# [Passage provided]
● ● ● ● ●

White-legged Damselfly Investigation Spring 2020 report
The White-legged Damelfly flight season is almost upon us and the British Dragonfly Society is asking members of the public to keep an eye out for this charismatic insect as part of the White-legged Damselfly Investigation Project.
With the assistance of County Dragonfly Recorders ecologists at the BDS have mapped the existing and historic White-legged Damselfly records for the UK. It is clear from the results that many areas of the UK have a lack of sightings from the past 10 years or even longer. However, in many cases it is not clear whether this is a result of a lack of recording effort or because White-legged Damselflies have declined in these areas.
As a result we are asking members of the public to keep an eye out for this species over the spring and summer months to help improve our understanding of the species status in the UK.

● ● ● ● ●

# [Data]

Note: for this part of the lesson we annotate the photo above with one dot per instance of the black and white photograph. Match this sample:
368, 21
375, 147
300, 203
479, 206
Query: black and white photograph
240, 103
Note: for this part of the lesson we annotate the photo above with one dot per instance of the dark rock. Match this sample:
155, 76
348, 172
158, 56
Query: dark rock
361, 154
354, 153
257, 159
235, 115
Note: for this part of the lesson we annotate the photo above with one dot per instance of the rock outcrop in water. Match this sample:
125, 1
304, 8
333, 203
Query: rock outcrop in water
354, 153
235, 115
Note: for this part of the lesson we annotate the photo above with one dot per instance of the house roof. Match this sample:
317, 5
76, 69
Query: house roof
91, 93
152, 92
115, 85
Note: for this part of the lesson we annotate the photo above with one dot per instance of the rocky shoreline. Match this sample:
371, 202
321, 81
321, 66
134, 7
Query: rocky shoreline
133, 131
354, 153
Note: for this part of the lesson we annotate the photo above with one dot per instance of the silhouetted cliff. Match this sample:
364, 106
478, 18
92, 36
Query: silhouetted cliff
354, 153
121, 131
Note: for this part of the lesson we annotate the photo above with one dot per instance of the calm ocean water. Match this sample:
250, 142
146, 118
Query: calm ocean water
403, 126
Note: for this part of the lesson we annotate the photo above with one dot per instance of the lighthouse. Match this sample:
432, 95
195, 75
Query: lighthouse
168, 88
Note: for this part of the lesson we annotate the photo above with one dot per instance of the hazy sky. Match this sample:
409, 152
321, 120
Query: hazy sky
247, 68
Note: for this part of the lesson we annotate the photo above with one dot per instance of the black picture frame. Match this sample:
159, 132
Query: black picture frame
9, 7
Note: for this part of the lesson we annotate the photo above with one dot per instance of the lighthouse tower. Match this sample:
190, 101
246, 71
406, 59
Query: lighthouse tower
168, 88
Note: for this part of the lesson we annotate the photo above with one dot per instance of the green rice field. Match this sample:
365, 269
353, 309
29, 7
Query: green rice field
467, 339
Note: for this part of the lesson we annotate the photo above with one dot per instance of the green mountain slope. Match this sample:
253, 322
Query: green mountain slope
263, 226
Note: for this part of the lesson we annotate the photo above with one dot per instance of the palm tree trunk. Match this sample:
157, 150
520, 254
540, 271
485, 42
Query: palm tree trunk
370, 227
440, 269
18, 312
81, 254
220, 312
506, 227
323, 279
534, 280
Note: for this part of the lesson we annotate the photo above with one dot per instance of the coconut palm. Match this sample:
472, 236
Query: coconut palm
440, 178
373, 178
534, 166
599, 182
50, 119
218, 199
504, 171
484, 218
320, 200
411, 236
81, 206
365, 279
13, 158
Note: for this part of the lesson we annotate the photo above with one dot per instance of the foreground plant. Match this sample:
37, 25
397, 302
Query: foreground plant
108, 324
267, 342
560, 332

● ● ● ● ●

# [Requirements]
(1) Reproduce the part of the damselfly report that opens with the words containing "With the assistance" and closes with "status in the UK.".
(2) For each statement about the damselfly report, say yes or no and quote the words from the report that decide it. (a) Ecologists at the British Dragonfly Society mapped existing and historic White-legged Damselfly records with help from County Dragonfly Recorders. (b) The report states that White-legged Damselflies have definitely declined in the areas without recent sightings. (c) The public is asked to look for the species during the autumn and winter months.
(3) Go on with the White-legged Damselfly report from the point where it stops.

# [Answers]
(1)
With the assistance of County Dragonfly Recorders ecologists at the BDS have mapped the existing and historic White-legged Damselfly records for the UK. It is clear from the results that many areas of the UK have a lack of sightings from the past 10 years or even longer. However, in many cases it is not clear whether this is a result of a lack of recording effort or because White-legged Damselflies have declined in these areas.
As a result we are asking members of the public to keep an eye out for this species over the spring and summer months to help improve our understanding of the species status in the UK.

(2)
(a) Yes: "With the assistance of County Dragonfly Recorders ecologists at the BDS have mapped the existing and historic White-legged Damselfly records for the UK."
(b) No: "it is not clear whether this is a result of a lack of recording effort or because White-legged Damselflies have declined in these areas"
(c) No: "over the spring and summer months"

(3)
Map of counties were you might see White-legged Damselflies (Pink counties are a priority for further survey work).
The White-legged Damelfly can be seen on the wing from May through to the end of August (June and July are the peak months) near slow flowing rivers and streams, as well as ponds and lakes.
Unlike more common species of blue/black Damselflies, such as Common Blue and Azure, the White-legged Damselfly has some unique features that help separate it. These are:
- Pale colouration (blue males, creamy yellow-green females and immature adult)
- Pale brown wing spots
- Fine black markings
- Pale legs
Male (by Dave Mitchellsmall)
Female (by Paul Ritchie)
Immature male (by Steve Plume)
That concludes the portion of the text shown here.